Exercise 1
In the humor piece on signs of being truly poor, who is named as the ideal role model for your children?
Exercise 2
Transcribe the passage of the humor piece on signs of being truly poor, starting with "There are thousands" and going on through "hands on you.".

Begin Document section

There are thousands of chronically poor people in this country. You may be one and not even know it. If you suspect you or somebody you love is really poor, but aren’t entirely sure, check for some of the following signs.
You know you’re really poor when your mailing address begins: “The corner of…” You know you’re really poor when the ideal role model for your children is Ralph Kramden. You know you’re really poor when stories of insider trading on Wall Street no longer seem to affect you personally.
You know you’re really poor when you are mentioned by name during a Comic Relief benefit concert. You know you’re really poor when your Instant Teller machine throws up your bank card. You know you’re really poor when you get sick and Oral Roberts refuses to lay hands on you.
You know you’re really poor when you start being able to tell the vintage and breeding of bitters by smelling the brown paper bag. You know you’re really poor when a great Christmas present is survival. You know you’re really poor when you disgust New York Daily News reporter Jimmy Breslin. You know you’re really poor when the policies of insurance companies with a reputation for covering anybody include the phrase: “Except you.”

End Document section
Begin Supplied information

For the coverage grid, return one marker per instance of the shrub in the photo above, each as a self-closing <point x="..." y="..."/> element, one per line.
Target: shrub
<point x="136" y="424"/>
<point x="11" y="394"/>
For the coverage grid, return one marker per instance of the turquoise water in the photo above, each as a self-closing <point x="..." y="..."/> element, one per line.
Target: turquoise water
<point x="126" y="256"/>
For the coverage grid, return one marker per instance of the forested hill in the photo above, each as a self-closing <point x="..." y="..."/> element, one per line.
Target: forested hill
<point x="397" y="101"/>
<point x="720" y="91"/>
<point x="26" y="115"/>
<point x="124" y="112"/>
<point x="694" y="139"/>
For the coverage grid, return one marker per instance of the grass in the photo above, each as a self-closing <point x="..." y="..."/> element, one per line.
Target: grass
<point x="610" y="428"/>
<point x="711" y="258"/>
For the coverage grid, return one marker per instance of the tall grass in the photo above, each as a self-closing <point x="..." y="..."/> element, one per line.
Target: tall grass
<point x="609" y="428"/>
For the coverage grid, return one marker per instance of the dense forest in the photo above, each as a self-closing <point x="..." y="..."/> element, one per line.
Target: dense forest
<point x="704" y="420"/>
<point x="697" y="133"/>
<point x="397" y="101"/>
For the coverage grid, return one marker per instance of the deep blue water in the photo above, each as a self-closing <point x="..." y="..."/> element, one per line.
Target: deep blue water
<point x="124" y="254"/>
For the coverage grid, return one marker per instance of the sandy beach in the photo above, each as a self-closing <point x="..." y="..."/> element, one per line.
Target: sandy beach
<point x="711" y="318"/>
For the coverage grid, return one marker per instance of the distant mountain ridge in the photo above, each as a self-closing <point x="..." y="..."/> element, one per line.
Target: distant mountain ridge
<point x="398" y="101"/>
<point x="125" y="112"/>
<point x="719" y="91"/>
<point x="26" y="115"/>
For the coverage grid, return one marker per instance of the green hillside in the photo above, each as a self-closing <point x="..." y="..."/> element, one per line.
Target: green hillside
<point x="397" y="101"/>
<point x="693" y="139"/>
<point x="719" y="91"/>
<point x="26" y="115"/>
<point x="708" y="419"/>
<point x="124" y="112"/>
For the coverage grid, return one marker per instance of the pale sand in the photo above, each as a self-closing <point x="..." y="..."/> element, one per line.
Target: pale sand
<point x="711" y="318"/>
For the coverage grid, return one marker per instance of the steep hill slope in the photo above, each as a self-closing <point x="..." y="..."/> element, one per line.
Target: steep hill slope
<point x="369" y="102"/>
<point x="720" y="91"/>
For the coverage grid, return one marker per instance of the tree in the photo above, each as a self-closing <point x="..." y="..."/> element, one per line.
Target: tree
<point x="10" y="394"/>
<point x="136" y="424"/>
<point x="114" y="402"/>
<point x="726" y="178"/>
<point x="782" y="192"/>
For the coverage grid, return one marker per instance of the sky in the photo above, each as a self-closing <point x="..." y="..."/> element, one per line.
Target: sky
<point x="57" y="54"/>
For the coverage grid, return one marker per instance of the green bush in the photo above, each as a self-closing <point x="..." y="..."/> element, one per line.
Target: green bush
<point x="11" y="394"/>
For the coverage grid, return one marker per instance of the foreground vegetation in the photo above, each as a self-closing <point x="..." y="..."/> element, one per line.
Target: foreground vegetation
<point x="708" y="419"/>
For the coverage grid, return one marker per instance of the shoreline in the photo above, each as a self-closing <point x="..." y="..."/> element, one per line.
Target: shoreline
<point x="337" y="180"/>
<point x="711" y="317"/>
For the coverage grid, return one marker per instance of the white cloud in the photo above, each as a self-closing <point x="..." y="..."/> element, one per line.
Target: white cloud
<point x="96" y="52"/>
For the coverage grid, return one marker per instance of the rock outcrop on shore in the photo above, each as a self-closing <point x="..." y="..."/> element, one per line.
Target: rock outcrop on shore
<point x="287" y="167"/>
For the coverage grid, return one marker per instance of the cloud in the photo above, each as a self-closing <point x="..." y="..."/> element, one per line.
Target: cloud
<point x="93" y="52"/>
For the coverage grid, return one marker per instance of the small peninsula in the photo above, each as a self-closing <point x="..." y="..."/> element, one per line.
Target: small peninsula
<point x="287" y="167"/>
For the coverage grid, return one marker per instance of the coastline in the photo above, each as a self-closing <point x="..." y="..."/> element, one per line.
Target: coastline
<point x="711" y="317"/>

End Supplied information
Begin Supplied information

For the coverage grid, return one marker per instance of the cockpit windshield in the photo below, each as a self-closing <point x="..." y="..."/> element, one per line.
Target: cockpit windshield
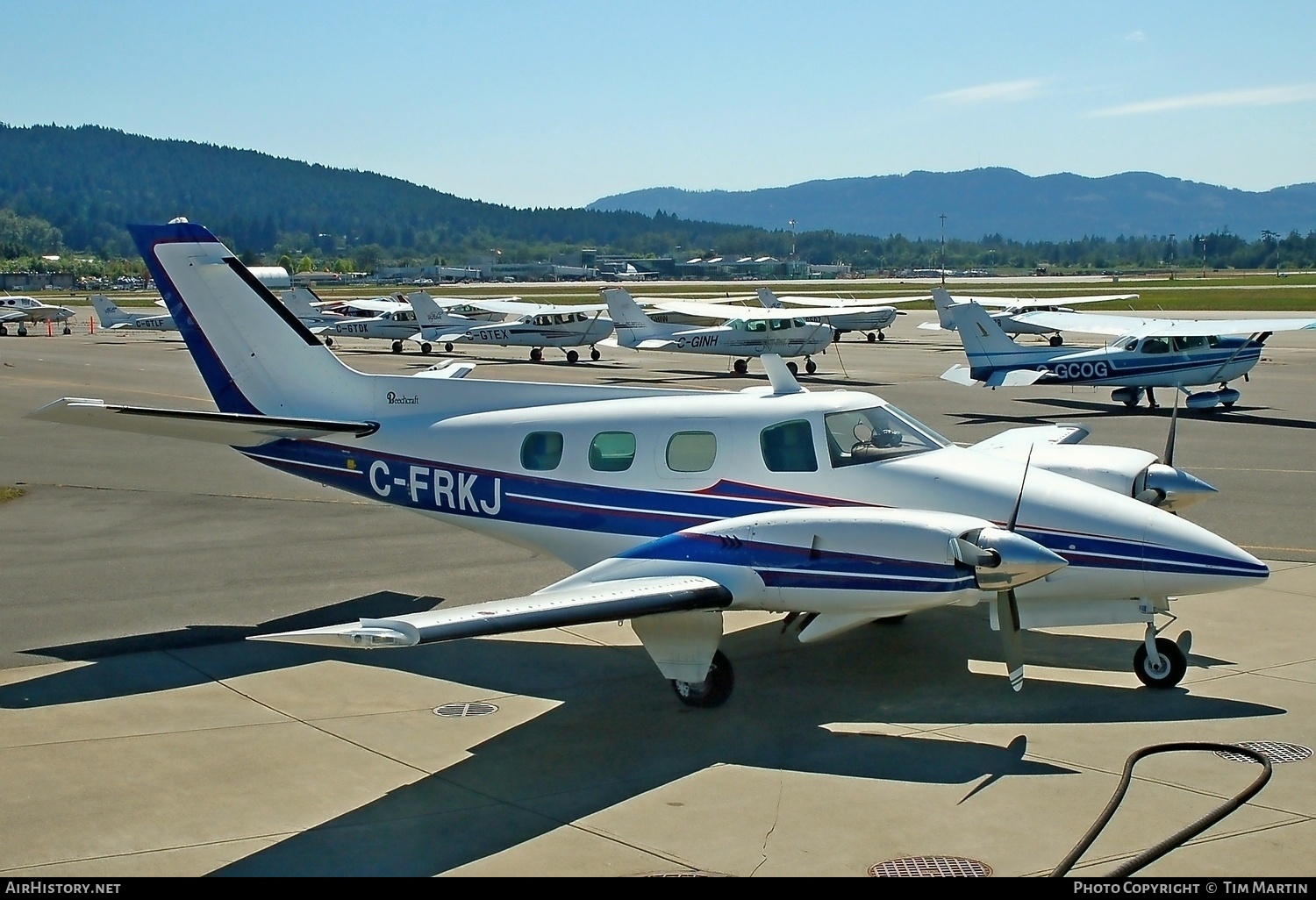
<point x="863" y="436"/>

End Supplied information

Result 1
Ralph Kramden

Result 2
There are thousands of chronically poor people in this country. You may be one and not even know it. If you suspect you or somebody you love is really poor, but aren’t entirely sure, check for some of the following signs.
You know you’re really poor when your mailing address begins: “The corner of…” You know you’re really poor when the ideal role model for your children is Ralph Kramden. You know you’re really poor when stories of insider trading on Wall Street no longer seem to affect you personally.
You know you’re really poor when you are mentioned by name during a Comic Relief benefit concert. You know you’re really poor when your Instant Teller machine throws up your bank card. You know you’re really poor when you get sick and Oral Roberts refuses to lay hands on you.